Now, on that Saturday morning seventeen years after Entebbe, Peres once again felt his nemesis was making claims on an achievement he regarded as his own. He ushered the two journalists out of his apartment and began writing a resignation letter. Meanwhile, Eini, the mediator, swung into action. He called Rabin to tell him about the crisis and get his permission to begin a kind of shuttle diplomacy.

In one of the many little ironies of their dysfunctional relationship, Peres and Rabin actually lived in the same neighborhood, just three blocks apart, in similar-style buildings. When his services were needed, Eini would park his car on Rav Ashi and walk back and forth between the two apartments offering bridging proposals, often in writing. If he needed to make a private call, perhaps to consult with another party member, he would stop at a phone booth situated midway between the two buildings. His appearance in the neighborhood signaled to journalists that the elders were fighting again. With his
long frizzy hair, wire-rim glasses, and Frank Zappa mustache, Eini looked like a member of a ’70s rock band but in a suit.

This time, however, Peres had been spending the day in Jerusalem, at the official residence of the foreign minister. Eini did most of the work by phone.

To the mediator it was clear that Rabin could not allow Peres to resign. At such a pivotal moment, it would tarnish the peace deal. But the two men had been competing for so long, both found it hard to view this collective achievement—the product of Peres’s chronically wide lens and Rabin’s rigorous focus on the details—as anything but a zero-sum game. When Rabin defeated Peres in the Labor primaries the previous year and won the general election, he had been determined to exclude him from any significant decision-making role. Only under pressure from party members did he relent and make him foreign minister.

For Peres, the need for public approval had grown with each electoral defeat—in the estimate of even his close supporters, to a compulsive degree. It was in fact Peres’s deputy, Yossi Beilin, who had initiated the contacts with the PLO. Beilin kept it a secret even from Peres until the sides had held two successful meetings and crafted the first draft of an agreement. If anyone should have complained about stolen recognition, it was Beilin. But Peres felt he had earned the credit by pressing Rabin at key moments. “I told him, if you go this way, you won’t have a better colleague than me. If you won’t go this way, you’ll have no greater opponent,” he recounted two decades later.

One way or another, by evening Eini managed to broker an agreement that had something for everyone. Both men would go to Washington. Both would stand on stage at the White House alongside Arafat and the PLO’s second-in-command, Mahmoud Abbas. The two deputies, Peres and Abbas, would sign the accord.

With advisers and guests on both sides, the delegation to Washington suddenly grew to more than one hundred people. Haber would have to tell Rabin’s own daughter, Dalia, that there would be no room for her on the plane. Hours before takeoff he called her again to say a seat was now available but only if she could get to the airport quickly—and pay for the flight. She obliged on both counts.

Data for this exercise ▸
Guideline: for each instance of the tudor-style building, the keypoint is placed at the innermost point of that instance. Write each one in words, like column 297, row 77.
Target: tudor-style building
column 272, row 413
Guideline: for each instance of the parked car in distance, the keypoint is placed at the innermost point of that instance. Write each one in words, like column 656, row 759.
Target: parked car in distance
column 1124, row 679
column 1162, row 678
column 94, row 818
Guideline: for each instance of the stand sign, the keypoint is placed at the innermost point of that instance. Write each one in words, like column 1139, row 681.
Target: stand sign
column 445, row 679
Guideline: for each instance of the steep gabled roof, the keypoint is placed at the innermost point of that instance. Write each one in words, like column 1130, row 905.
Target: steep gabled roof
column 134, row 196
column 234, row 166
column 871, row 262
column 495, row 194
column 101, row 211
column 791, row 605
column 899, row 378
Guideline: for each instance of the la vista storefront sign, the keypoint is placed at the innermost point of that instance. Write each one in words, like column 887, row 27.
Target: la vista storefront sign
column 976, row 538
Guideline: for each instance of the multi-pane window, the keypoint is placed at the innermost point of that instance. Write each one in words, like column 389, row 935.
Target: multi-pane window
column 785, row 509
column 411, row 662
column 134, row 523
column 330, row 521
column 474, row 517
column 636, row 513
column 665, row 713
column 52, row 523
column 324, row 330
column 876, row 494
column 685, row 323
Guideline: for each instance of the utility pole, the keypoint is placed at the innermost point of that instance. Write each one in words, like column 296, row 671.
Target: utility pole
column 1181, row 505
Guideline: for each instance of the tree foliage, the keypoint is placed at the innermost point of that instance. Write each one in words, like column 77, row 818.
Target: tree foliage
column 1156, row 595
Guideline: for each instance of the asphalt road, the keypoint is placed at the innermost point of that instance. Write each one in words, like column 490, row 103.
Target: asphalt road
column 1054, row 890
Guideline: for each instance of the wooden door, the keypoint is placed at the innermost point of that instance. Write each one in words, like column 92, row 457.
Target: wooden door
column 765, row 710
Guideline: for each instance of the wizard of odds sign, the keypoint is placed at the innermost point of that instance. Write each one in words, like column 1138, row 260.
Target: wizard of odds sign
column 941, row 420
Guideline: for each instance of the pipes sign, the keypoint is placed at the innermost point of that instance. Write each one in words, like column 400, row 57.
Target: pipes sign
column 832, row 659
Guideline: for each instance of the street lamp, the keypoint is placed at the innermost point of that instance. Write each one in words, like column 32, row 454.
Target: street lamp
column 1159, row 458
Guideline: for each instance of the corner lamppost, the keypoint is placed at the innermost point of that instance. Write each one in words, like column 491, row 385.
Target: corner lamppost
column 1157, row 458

Problem set ▸
**1.** List every place name that appears in the text about Peres and Rabin.
**2.** Reproduce the records word for word, starting at their first line and stopping after the line that holds "column 976, row 538".
The text and the records do not depend on each other.

Per-task outputs ▸
**1.** Entebbe, Rav Ashi, Jerusalem, Washington, the White House

**2.**
Guideline: for each instance of the tudor-style building, the keypoint is placed at the innermost point of that instance. Write each one in words, like column 297, row 77.
Target: tudor-style building
column 272, row 413
Guideline: for each instance of the parked car in distance, the keypoint is placed at the innermost point of that instance. Write each one in words, like column 656, row 759.
Target: parked car in distance
column 1124, row 679
column 1162, row 678
column 94, row 818
Guideline: for each instance of the stand sign, the keypoint is placed at the innermost point of that instance. Write each one in words, like column 1139, row 681.
Target: stand sign
column 445, row 679
Guideline: for each instance of the steep gabled roof, the keypoint is placed at the innermost point of that instance. Write each one in words, like column 1130, row 905.
Target: steep gabled roof
column 134, row 196
column 234, row 166
column 871, row 262
column 495, row 194
column 101, row 211
column 791, row 605
column 899, row 378
Guideline: for each instance of the la vista storefront sign, the keypoint is placed at the innermost point of that instance. Write each one in words, like column 887, row 27.
Target: la vista storefront sign
column 976, row 538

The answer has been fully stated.